**LISTING**:
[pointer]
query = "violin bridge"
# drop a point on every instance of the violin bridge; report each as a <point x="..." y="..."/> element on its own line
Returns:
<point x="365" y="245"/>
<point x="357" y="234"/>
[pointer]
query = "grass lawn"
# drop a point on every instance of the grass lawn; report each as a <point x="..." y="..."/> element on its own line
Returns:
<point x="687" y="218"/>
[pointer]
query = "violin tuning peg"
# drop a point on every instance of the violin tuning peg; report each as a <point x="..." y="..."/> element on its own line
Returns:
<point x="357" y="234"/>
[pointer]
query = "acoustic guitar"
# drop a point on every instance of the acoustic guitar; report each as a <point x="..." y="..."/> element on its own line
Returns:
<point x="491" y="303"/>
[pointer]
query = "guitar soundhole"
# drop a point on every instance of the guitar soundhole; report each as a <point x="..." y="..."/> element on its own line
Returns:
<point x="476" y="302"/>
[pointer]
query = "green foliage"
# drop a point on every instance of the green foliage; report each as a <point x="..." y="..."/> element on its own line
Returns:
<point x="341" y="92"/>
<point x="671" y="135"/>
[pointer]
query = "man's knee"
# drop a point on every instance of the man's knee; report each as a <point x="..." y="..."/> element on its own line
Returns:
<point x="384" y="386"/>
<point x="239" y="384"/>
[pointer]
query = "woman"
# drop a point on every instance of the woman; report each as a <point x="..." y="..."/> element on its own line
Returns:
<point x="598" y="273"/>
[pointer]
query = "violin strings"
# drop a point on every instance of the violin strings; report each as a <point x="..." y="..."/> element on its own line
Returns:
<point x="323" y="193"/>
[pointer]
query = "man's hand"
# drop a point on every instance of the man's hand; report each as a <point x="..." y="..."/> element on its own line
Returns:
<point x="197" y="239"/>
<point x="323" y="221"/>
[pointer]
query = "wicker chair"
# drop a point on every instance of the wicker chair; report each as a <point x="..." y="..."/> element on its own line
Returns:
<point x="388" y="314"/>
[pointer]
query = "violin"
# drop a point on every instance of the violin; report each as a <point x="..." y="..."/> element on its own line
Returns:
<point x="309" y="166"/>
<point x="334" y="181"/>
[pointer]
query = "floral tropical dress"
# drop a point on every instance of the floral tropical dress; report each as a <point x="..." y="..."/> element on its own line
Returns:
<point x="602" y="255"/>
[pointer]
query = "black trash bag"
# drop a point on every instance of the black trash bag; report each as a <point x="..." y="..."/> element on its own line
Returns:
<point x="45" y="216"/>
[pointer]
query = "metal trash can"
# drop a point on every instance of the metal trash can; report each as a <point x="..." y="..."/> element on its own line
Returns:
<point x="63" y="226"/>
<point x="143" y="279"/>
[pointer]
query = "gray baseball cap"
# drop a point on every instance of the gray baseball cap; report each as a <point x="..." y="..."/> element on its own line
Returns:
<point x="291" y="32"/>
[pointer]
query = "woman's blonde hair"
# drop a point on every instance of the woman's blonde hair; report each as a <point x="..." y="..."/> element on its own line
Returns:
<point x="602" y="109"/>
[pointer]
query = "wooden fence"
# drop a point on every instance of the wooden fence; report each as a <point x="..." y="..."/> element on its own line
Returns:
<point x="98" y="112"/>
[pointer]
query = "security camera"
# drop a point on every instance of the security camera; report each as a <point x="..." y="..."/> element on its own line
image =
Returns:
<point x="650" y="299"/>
---
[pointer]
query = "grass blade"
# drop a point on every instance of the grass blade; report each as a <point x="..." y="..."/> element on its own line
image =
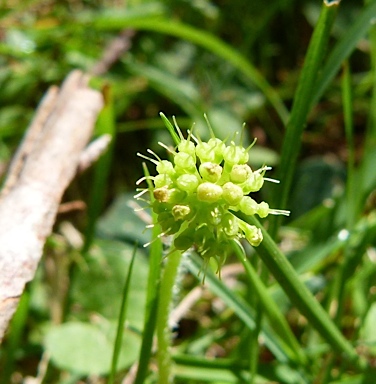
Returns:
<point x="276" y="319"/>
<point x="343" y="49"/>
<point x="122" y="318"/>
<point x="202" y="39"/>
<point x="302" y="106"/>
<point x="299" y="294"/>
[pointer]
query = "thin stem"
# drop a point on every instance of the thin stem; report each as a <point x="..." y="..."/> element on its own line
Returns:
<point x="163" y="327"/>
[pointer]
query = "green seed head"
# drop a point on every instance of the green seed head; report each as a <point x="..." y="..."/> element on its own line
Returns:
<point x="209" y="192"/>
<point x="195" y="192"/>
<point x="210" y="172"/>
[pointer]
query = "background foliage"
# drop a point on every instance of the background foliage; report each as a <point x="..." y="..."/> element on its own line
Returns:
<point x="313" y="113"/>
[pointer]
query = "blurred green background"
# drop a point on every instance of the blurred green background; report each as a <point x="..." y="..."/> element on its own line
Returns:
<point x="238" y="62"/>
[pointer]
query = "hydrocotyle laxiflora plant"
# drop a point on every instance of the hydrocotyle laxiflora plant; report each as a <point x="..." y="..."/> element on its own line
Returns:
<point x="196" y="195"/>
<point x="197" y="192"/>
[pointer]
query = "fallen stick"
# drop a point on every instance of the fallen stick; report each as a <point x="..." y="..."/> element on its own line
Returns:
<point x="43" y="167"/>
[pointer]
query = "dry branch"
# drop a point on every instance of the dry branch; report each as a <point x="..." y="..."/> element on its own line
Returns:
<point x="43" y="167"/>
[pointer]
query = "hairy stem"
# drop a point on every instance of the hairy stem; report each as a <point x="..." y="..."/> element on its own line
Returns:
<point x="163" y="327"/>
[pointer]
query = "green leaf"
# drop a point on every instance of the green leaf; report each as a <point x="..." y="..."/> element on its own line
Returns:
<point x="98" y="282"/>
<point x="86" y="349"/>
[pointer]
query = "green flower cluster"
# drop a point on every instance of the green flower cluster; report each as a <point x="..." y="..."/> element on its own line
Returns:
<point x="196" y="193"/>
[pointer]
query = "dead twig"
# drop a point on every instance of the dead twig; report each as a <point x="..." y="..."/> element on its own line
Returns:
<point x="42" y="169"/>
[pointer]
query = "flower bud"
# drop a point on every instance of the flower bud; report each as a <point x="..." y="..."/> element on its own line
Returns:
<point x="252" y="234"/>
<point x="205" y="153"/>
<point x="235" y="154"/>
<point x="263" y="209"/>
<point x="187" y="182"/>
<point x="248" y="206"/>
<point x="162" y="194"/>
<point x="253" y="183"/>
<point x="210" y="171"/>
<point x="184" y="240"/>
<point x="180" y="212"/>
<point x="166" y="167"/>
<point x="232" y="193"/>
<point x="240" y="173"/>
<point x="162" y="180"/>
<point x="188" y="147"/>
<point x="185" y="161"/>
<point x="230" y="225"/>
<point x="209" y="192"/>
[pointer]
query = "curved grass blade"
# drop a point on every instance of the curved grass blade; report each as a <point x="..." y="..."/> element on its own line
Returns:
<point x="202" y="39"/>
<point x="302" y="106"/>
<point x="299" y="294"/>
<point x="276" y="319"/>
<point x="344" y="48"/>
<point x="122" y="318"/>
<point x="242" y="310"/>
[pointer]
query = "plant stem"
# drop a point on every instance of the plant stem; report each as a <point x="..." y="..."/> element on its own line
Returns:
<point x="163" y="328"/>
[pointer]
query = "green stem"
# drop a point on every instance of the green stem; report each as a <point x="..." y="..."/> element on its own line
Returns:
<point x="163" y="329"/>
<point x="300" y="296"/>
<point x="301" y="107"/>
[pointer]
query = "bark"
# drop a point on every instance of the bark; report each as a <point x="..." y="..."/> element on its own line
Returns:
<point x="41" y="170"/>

**DIRECTIONS**: Identify every line in the rows above that contains the string "trash", treating uppercase and lowercase as different, and copy each of those lines.

**SOLUTION TO THE PROBLEM**:
query = "black trash bag"
# drop a point on every instance of the black trash bag; report each as a <point x="..." y="..."/> element on its own line
query = "metal trash can"
# drop a point on every instance of the metal trash can; report each as a <point x="..." y="..."/> element on its own line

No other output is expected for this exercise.